__Reading text__
Start of Block

Circadian Rhythms, Part 2: Riding the Circadian Wave to Support Healthy Food Intake

best time to eat

In our last blog post, we made a general introduction to the concept of circadian rhythm (CR) and its importance in maintaining balance in our daily routines and sleep. In this blogpost, we’re going to take a little closer look at one particular aspect of the impact of CR: supporting the maintenance of healthier food intake and more efficient weight control.

One of the most important connections between CR and your weight is the impact CR has on the release of hormones in your body. In fact, a host of hormones have a “pulsed release” throughout the day and night; the timing of those pulses is shaped in large part by CR.

An important driver of metabolism is the hormone cortisol. Our metabolism can be understood as the process by which the body breaks down food and turns it into energy. This isn’t just what happens in your stomach, but it refers to a wide range of biochemical processes within an organism. So, something that impacts your metabolism has a huge influence on your overall health and well-being. CR’s connection to your metabolism is that it helps trigger a cortisol rise in the morning. Cortisol is your “get up and go” hormone; it drives your metabolism, supports  thyroid function, and contributes to the energy you can access to complete your daily activities. Because your metabolic processes are receiving a bit of a jump start from cortisol, the food you consume during that time has a greater likelihood to be burned and turned into fuel rather than stored as fat. In short, the number of calories your body retains (rather than burns off) is not only affected by how much you eat but also by when you eat.

End of Block

__Source material__
Start of Block

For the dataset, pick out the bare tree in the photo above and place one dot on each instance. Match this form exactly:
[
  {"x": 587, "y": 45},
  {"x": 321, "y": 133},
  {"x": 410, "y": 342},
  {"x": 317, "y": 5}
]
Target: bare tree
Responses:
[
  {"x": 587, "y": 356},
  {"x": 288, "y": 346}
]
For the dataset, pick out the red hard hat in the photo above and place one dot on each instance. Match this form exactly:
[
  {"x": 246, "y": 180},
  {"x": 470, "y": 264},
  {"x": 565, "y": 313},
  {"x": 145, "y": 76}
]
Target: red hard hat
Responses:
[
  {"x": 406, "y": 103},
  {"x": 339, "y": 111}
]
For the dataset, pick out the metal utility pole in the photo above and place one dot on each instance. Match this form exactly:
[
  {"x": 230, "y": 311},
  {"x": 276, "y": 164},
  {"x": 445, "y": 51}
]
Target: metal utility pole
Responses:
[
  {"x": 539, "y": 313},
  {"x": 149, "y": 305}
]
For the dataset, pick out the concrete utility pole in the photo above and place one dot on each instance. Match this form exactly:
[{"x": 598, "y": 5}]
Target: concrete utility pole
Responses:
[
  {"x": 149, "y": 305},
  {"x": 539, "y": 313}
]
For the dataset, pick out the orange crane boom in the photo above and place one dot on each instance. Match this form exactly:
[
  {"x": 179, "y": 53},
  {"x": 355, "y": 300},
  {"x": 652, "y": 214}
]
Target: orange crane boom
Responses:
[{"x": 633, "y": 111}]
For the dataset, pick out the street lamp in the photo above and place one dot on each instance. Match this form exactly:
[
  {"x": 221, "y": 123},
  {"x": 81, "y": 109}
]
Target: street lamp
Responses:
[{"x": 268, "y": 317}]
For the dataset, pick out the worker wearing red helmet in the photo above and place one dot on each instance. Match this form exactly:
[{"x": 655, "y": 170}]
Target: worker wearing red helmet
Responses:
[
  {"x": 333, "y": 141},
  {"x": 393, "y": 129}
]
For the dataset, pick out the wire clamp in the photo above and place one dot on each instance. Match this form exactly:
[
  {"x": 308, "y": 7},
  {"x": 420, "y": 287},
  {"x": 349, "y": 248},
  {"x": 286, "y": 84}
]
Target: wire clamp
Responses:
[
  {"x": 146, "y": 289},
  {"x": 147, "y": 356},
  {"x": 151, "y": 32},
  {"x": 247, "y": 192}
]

End of Block

__Directions for this task__
Reproduce the circadian rhythms text word for word, from its title to its final sentence. Work only from the text on circadian rhythms and food intake; leave the data aside.

__Result below__
Circadian Rhythms, Part 2: Riding the Circadian Wave to Support Healthy Food Intake

best time to eat

In our last blog post, we made a general introduction to the concept of circadian rhythm (CR) and its importance in maintaining balance in our daily routines and sleep. In this blogpost, we’re going to take a little closer look at one particular aspect of the impact of CR: supporting the maintenance of healthier food intake and more efficient weight control.

One of the most important connections between CR and your weight is the impact CR has on the release of hormones in your body. In fact, a host of hormones have a “pulsed release” throughout the day and night; the timing of those pulses is shaped in large part by CR.

An important driver of metabolism is the hormone cortisol. Our metabolism can be understood as the process by which the body breaks down food and turns it into energy. This isn’t just what happens in your stomach, but it refers to a wide range of biochemical processes within an organism. So, something that impacts your metabolism has a huge influence on your overall health and well-being. CR’s connection to your metabolism is that it helps trigger a cortisol rise in the morning. Cortisol is your “get up and go” hormone; it drives your metabolism, supports  thyroid function, and contributes to the energy you can access to complete your daily activities. Because your metabolic processes are receiving a bit of a jump start from cortisol, the food you consume during that time has a greater likelihood to be burned and turned into fuel rather than stored as fat. In short, the number of calories your body retains (rather than burns off) is not only affected by how much you eat but also by when you eat.